_Given exercise A_.
Rewrite the chained dictionary code from "#define INITIAL_SIZE (1024)" up to and including "internalDictCreate(int size)", replacing "GROWTH_FACTOR" with "SCALE_FACTOR".
_Given exercise B_.
Carry on with the chained dictionary code from its final line onward.

+++ Excerpt

6.2. A string to string dictionary using chaining

Here is a more complicated string to string dictionary based on chaining.

typedef struct dict *Dict;

/* create a new empty dictionary */
Dict DictCreate(void);

/* destroy a dictionary */
void DictDestroy(Dict);

/* insert a new key-value pair into an existing dictionary */
void DictInsert(Dict, const char *key, const char *value);

/* return the most recently inserted value associated with a key */
/* or 0 if no matching key is present */
const char *DictSearch(Dict, const char *key);

/* delete the most recently inserted record with the given key */
/* if there is no such record, has no effect */
void DictDelete(Dict, const char *key);
dict.h

#include <stdlib.h>
#include <assert.h>
#include <string.h>

#include "dict.h"

struct elt {
struct elt *next;
char *key;
char *value;
};

struct dict {
int size;           /* size of the pointer table */
int n;              /* number of elements stored */
struct elt **table;
};

#define INITIAL_SIZE (1024)
#define GROWTH_FACTOR (2)

/* dictionary initialization code used in both DictCreate and grow */
Dict
internalDictCreate(int size)
{
Dict d;
int i;

d = malloc(sizeof(*d));

assert(d != 0);

d->size = size;
d->n = 0;
d->table = malloc(sizeof(struct elt *) * d->size);

assert(d->table != 0);

for(i = 0; i < d->size; i++) d->table[i] = 0;

return d;
}

Dict
DictCreate(void)
{
return internalDictCreate(INITIAL_SIZE);
}

void
DictDestroy(Dict d)
{
int i;
struct elt *e;
struct elt *next;

for(i = 0; i < d->size; i++) {
for(e = d->table[i]; e != 0; e = next) {
next = e->next;

free(e->key);
free(e->value);
free(e);
}
}

free(d->table);
free(d);
}

#define MULTIPLIER (97)

static unsigned long
hash_function(const char *s)
{
unsigned const char *us;
unsigned long h;

h = 0;

for(us = (unsigned const char *) s; *us; us++) {
h = h * MULTIPLIER + *us;
}

return h;
}

static void
grow(Dict d)
{
Dict d2;            /* new dictionary we'll create */
struct dict swap;   /* temporary structure for brain transplant */
int i;
struct elt *e;

d2 = internalDictCreate(d->size * GROWTH_FACTOR);

for(i = 0; i < d->size; i++) {
for(e = d->table[i]; e != 0; e = e->next) {
/* note: this recopies everything */
/* a more efficient implementation would
* patch out the strdups inside DictInsert
* to avoid this problem */
DictInsert(d2, e->key, e->value);
}
}

/* the hideous part */
/* We'll swap the guts of d and d2 */
/* then call DictDestroy on d2 */
swap = *d;
*d = *d2;
*d2 = swap;

DictDestroy(d2);
}

/* insert a new key-value pair into an existing dictionary */
void
DictInsert(Dict d, const char *key, const char *value)

++++++
+++ Stored data

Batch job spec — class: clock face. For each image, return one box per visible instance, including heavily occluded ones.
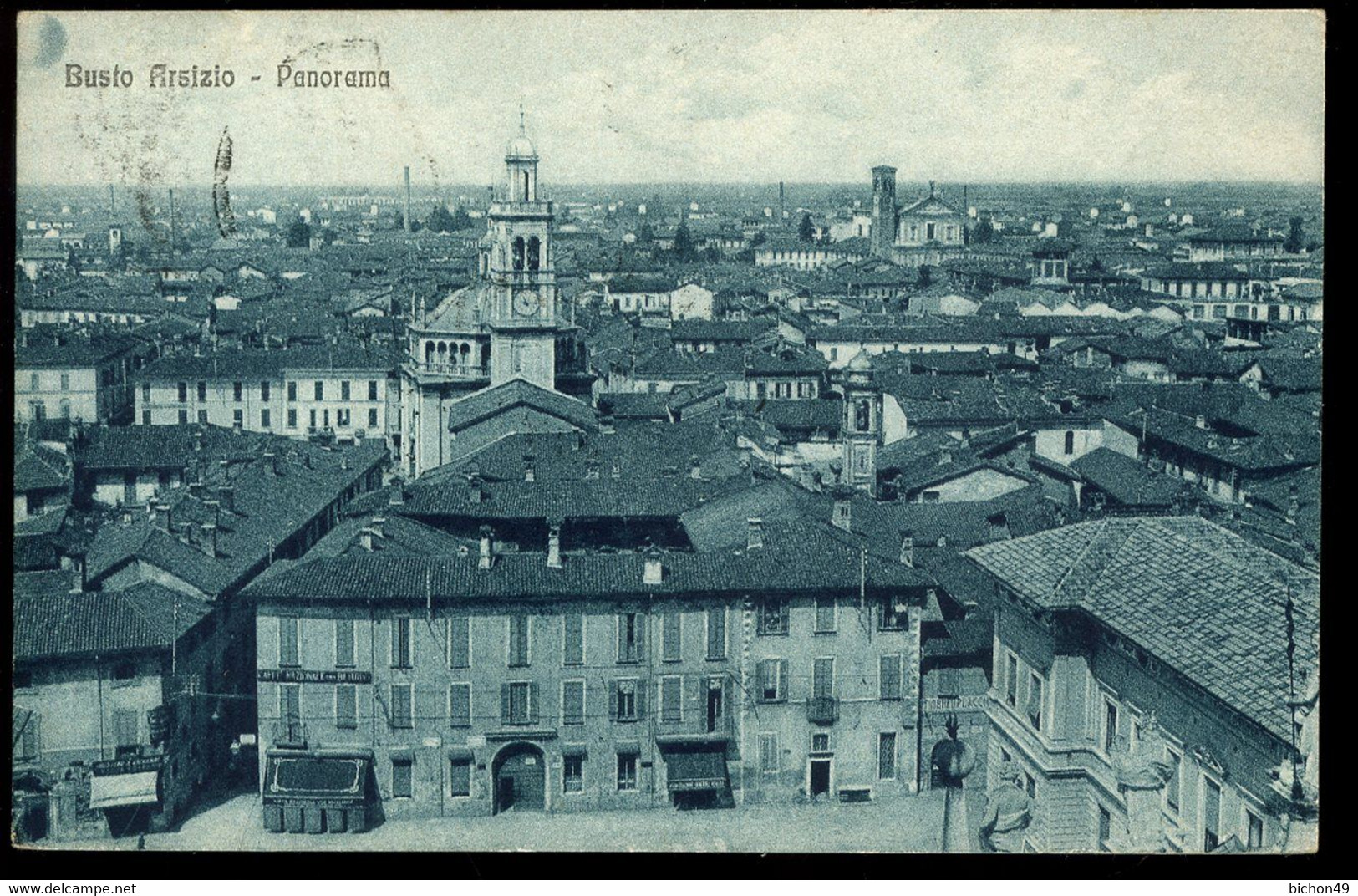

++++++

_Expected output A_.
#define INITIAL_SIZE (1024)
#define SCALE_FACTOR (2)

/* dictionary initialization code used in both DictCreate and grow */
Dict
internalDictCreate(int size)

_Expected output B_.
{
struct elt *e;
unsigned long h;

assert(key);
assert(value);

e = malloc(sizeof(*e));

assert(e);

e->key = strdup(key);
e->value = strdup(value);

h = hash_function(key) % d->size;

e->next = d->table[h];
d->table[h] = e;

d->n++;

/* grow table if there is not enough room */
if(d->n >= d->size * MAX_LOAD_FACTOR) {
grow(d);
}
}

/* return the most recently inserted value associated with a key */
/* or 0 if no matching key is present */
const char *
DictSearch(Dict d, const char *key)
{
struct elt *e;

for(e = d->table[hash_function(key) % d->size]; e != 0; e = e->next) {
if(!strcmp(e->key, key)) {
/* got it */
return e->value;
}
}

return 0;
}

/* delete the most recently inserted record with the given key */
/* if there is no such record, has no effect */
void
DictDelete(Dict d, const char *key)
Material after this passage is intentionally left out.